Problem to work on :: Only these lines of the data below are wanted: the one with "Query: green toy block", the one with "Query: toy block", and any lines between them, each repeated exactly.

Data for this exercise ::
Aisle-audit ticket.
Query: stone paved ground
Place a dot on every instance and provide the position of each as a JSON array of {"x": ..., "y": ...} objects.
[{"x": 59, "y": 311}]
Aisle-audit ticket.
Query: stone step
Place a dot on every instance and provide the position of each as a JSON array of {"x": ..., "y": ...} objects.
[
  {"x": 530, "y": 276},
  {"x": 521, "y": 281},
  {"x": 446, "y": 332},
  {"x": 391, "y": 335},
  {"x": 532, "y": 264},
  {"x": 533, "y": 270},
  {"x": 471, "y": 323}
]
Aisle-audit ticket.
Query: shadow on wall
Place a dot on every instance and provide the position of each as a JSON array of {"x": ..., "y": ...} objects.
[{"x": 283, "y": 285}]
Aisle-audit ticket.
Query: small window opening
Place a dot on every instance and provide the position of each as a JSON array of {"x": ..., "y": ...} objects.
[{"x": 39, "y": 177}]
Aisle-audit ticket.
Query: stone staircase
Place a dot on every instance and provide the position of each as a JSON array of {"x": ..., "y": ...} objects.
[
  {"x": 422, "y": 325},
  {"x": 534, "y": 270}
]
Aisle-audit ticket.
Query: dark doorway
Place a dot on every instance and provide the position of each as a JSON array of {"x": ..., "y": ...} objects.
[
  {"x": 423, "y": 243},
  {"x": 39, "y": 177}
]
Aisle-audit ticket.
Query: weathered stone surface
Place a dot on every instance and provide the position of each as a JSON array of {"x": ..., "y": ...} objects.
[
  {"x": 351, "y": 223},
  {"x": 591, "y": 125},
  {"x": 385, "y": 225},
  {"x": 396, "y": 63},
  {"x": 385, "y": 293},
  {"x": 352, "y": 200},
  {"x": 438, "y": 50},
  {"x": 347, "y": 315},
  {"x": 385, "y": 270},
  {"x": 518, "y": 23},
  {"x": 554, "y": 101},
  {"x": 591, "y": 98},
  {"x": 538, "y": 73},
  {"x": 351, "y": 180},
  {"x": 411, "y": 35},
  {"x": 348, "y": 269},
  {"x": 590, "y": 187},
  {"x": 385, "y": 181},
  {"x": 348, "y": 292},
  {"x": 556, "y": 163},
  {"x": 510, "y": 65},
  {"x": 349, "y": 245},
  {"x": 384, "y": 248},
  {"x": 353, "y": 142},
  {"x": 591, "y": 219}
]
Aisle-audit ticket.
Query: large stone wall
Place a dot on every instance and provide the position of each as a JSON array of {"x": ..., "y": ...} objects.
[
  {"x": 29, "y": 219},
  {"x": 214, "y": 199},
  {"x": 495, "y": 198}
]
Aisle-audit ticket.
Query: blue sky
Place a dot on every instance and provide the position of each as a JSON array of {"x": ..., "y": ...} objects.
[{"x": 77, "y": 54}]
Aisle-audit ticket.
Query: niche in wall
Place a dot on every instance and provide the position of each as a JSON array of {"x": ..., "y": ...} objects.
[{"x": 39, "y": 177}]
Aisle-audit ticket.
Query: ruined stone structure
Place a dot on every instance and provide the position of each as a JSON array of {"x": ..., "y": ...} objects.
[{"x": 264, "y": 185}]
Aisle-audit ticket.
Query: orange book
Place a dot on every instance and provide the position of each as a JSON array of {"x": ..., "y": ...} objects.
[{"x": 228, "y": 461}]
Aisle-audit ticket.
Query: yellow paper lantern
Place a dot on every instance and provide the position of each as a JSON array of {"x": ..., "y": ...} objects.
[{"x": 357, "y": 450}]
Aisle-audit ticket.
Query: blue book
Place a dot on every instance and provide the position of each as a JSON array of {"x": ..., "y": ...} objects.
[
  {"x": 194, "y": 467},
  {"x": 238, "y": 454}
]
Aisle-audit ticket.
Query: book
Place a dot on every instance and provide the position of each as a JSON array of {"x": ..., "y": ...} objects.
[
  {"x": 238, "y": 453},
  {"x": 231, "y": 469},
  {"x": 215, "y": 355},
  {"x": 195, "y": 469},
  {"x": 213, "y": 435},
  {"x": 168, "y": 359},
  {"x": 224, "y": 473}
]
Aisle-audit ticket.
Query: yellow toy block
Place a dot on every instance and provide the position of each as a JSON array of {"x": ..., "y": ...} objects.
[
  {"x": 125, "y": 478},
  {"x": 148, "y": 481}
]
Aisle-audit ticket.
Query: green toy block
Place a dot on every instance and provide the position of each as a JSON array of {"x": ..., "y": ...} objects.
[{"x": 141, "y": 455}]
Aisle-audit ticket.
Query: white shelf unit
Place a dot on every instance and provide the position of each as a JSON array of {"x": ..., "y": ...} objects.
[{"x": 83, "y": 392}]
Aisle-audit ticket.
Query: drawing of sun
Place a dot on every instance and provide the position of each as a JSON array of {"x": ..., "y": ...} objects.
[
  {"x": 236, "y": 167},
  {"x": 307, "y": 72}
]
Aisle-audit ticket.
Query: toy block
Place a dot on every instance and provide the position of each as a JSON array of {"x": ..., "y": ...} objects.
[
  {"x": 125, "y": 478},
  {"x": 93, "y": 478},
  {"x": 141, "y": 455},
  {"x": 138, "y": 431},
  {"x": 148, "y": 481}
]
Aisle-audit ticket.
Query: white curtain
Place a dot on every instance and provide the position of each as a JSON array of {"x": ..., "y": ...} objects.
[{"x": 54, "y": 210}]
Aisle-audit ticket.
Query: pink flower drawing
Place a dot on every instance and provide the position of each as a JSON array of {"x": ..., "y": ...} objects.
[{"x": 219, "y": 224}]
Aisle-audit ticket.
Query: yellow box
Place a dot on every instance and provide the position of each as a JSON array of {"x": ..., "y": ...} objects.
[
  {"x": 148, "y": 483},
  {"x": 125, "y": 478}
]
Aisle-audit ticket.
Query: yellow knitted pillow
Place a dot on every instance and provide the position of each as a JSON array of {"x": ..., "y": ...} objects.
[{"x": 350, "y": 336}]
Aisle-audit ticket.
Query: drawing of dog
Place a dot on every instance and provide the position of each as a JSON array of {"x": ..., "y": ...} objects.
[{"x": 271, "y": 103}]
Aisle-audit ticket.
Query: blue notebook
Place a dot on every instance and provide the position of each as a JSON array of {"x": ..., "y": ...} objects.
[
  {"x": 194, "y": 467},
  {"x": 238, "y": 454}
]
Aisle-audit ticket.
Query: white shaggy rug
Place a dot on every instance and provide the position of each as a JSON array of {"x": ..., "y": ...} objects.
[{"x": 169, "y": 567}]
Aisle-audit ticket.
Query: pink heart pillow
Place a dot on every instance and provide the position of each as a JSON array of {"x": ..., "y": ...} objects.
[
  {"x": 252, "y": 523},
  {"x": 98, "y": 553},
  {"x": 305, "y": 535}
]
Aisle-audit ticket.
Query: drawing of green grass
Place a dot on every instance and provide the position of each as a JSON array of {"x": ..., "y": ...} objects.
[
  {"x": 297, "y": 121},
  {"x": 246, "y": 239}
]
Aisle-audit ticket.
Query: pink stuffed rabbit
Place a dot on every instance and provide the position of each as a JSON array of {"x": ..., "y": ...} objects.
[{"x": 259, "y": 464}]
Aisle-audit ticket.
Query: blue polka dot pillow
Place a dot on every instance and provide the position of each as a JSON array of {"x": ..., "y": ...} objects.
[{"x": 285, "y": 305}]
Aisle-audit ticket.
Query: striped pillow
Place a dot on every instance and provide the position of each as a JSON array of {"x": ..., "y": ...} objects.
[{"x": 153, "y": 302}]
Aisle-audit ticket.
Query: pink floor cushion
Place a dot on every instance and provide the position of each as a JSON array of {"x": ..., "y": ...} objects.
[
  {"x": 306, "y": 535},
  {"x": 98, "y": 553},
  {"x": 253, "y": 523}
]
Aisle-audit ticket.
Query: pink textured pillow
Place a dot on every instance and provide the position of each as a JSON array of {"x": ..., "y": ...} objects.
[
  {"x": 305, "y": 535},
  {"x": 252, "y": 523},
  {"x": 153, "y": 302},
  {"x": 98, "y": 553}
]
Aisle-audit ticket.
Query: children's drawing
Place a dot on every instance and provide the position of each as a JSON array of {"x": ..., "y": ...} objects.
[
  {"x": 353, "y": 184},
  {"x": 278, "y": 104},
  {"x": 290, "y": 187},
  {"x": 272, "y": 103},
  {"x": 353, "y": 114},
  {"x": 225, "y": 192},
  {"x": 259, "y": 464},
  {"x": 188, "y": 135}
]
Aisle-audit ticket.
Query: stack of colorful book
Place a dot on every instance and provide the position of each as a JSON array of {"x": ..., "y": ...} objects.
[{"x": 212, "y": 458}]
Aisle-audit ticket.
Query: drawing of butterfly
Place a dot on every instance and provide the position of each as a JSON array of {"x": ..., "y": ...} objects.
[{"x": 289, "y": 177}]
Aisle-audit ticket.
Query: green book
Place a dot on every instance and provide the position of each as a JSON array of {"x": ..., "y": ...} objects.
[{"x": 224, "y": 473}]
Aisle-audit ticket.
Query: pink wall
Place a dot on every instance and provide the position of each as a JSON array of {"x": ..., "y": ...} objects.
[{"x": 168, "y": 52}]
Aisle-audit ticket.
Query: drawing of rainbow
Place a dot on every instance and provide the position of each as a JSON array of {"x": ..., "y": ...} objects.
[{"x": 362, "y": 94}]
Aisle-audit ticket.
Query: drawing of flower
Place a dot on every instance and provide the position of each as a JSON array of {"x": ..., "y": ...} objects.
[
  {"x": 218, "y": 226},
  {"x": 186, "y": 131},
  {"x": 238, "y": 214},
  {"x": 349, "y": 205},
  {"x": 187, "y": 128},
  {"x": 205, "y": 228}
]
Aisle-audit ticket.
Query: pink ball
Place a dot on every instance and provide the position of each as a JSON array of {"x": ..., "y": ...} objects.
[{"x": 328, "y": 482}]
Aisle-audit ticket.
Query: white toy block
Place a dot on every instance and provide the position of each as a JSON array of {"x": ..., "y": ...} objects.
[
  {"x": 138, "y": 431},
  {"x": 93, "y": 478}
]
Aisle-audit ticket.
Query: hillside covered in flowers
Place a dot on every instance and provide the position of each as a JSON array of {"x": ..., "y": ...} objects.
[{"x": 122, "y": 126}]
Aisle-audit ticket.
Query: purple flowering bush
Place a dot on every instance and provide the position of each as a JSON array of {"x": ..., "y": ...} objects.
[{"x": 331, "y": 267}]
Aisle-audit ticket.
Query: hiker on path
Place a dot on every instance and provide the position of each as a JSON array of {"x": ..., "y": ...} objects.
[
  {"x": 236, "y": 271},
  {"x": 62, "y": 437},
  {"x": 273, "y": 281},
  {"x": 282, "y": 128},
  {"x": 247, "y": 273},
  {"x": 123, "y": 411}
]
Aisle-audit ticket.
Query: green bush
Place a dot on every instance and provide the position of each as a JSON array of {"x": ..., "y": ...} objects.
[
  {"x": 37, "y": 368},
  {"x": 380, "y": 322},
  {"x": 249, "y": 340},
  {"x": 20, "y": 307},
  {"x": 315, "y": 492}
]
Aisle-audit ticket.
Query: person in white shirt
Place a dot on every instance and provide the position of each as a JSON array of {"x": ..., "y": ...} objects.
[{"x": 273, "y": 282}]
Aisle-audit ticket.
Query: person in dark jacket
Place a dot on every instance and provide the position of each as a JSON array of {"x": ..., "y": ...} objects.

Solution for this task ::
Query: green toy block
Place a dot on every instance and provide the position of each as a JSON array of {"x": ..., "y": ...} objects.
[{"x": 141, "y": 455}]
Aisle-audit ticket.
Query: white shelf unit
Place a dot on every instance and provide the position of each as a JSON array of {"x": ..., "y": ...} objects.
[{"x": 83, "y": 392}]
Aisle-audit ticket.
Query: drawing of sun
Place a dot on every instance and provide the position of each as a JSON array of {"x": ..., "y": ...} objects.
[
  {"x": 236, "y": 167},
  {"x": 307, "y": 72}
]
Aisle-audit ticket.
Query: toy block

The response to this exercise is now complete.